Provided entries:
- - -
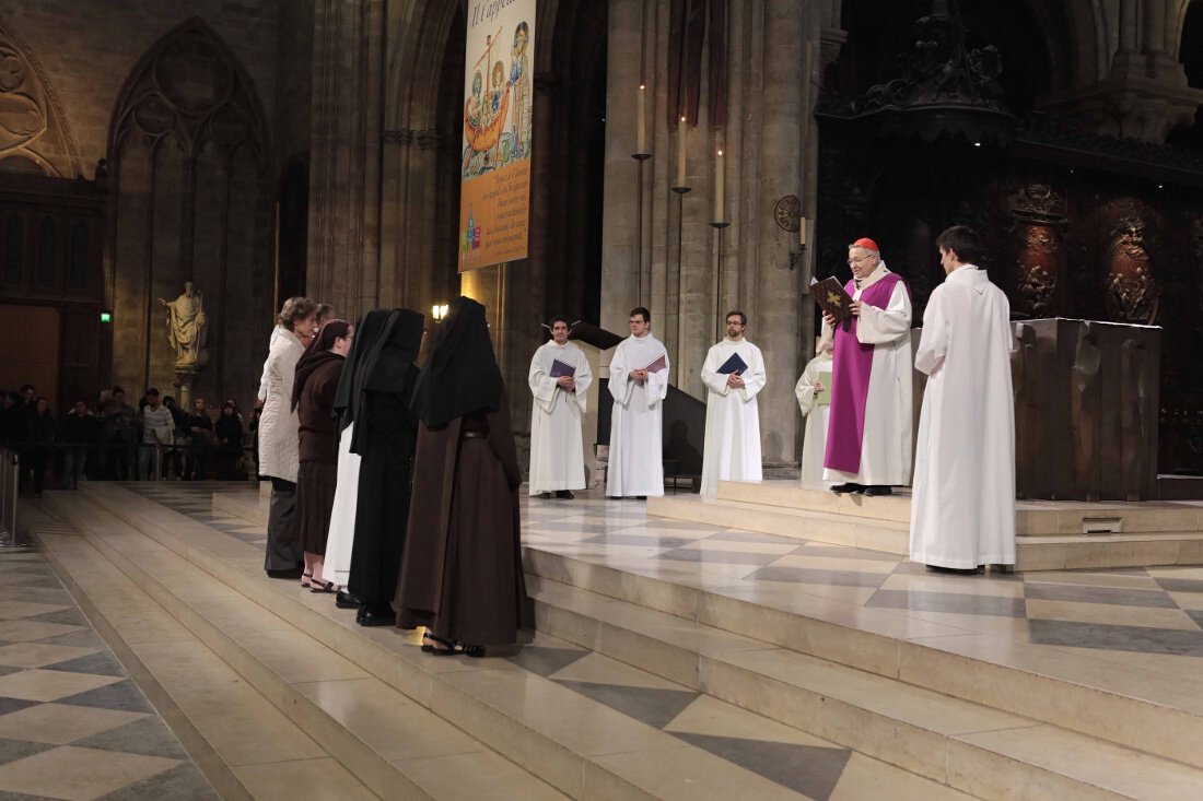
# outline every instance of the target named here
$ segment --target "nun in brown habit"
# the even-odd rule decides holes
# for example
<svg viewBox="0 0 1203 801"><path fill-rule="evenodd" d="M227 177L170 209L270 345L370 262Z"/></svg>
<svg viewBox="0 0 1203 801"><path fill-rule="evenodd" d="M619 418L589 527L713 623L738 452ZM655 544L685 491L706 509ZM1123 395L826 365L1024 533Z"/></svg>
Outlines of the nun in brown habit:
<svg viewBox="0 0 1203 801"><path fill-rule="evenodd" d="M517 639L526 599L509 402L485 307L451 302L414 394L417 453L397 625L422 649L484 657Z"/></svg>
- - -
Which lines of the records contain the string "brown"? Return each of those lines in full.

Expected answer:
$ segment --target "nun in brown habit"
Outlines of the nun in brown habit:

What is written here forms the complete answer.